### What you will do
In the article on infant sleep deaths below, condense the paragraph that begins "Herr Ah You said the 13 babies" into a single shorter sentence that keeps its main facts.

### Extract provided
Sudden Infant Death Syndrome
Stanislaus officials urge safe habits for sleeping babies in wake of deaths
Amanda Weimer places her son J.T. on his back at nap time Wednesday. Putting an infant on its back in a crib is one way to reduce the chance of sudden infant death syndrome.
By KEN CARLSON
Stanislaus County officials have tracked a troubling rise in infant deaths caused by unsafe sleeping arrangements.Kristi Herr Ah You, chief deputy coroner, said 12 babies died in the past eight months from accidental suffocation while sleeping with parents or family members, and one death was attributed to sudden infant death syndrome.
The cause of death is pending for one infant who died this month, she said.
The 14 deaths have prompted county officials to reinforce the message that it’s dangerous for an infant to sleep with parents or older siblings. Officials also want parents to consider other sleeping precautions for their little ones, such as placing a baby on his or her back in a crib free of pillows, large blankets or stuffed animals.
Herr Ah You said the 13 babies who died between Aug. 1 and March 31 were 1 to 9 months old. The majority were 2 to 3 months old, when infants are not strong enough to lift their heads or turn onto their sides.
The children had been sleeping with parents or siblings on beds covered with large pillows, blankets and other items. Some accidentally were smothered by a parent or got into a position where they couldn’t breathe, Herr Ah You said.
She said two deaths occurred on the same day in March, and another occurred a day later. In some cases, the infants were sleeping with parents who were under the influence of alcohol or cold medication, which could have impaired their ability to wake up at signs of trouble, she said.
It appeared that all of the deaths were accidental and authorities did not fault the parents.
The chief deputy coroner said there was no apparent pattern to the unusual rise in deaths, other than infants sleeping in arrangements often considered hazardous by the medical community.

### Data under study
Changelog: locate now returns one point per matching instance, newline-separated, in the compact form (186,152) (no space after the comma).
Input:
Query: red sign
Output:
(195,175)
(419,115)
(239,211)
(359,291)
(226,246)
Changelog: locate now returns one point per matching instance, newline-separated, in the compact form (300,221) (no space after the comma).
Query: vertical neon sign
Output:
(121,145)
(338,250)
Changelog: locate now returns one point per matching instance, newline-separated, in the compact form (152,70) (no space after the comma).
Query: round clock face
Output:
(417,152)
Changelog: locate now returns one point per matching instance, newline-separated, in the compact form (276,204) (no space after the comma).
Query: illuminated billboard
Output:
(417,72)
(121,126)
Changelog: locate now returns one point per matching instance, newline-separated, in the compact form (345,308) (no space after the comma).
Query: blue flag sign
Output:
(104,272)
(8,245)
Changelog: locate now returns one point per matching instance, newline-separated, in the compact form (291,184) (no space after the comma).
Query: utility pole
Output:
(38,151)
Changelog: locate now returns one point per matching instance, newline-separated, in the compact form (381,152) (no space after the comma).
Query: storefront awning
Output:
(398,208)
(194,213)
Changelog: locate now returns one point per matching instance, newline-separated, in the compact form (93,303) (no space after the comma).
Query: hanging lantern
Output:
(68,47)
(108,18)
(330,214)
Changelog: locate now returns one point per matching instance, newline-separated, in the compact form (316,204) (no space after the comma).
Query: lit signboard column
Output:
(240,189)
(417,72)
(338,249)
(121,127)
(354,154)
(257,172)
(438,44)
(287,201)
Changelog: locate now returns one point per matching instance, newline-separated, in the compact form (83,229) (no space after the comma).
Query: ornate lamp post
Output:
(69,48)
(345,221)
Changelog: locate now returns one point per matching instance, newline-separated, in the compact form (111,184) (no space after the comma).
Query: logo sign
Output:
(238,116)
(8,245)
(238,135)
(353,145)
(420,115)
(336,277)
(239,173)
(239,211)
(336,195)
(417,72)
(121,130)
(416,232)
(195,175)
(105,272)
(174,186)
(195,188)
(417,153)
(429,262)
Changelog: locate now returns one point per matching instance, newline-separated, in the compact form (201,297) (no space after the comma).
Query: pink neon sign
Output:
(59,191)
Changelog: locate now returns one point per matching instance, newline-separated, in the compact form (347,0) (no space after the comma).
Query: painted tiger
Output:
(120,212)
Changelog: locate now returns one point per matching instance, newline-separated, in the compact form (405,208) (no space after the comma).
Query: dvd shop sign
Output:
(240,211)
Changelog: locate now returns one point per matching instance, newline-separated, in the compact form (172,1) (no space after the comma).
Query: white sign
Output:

### Task response
The 13 babies who died between Aug. 1 and March 31 were 1 to 9 months old, most of them 2 to 3 months old, when infants cannot lift their heads or turn onto their sides.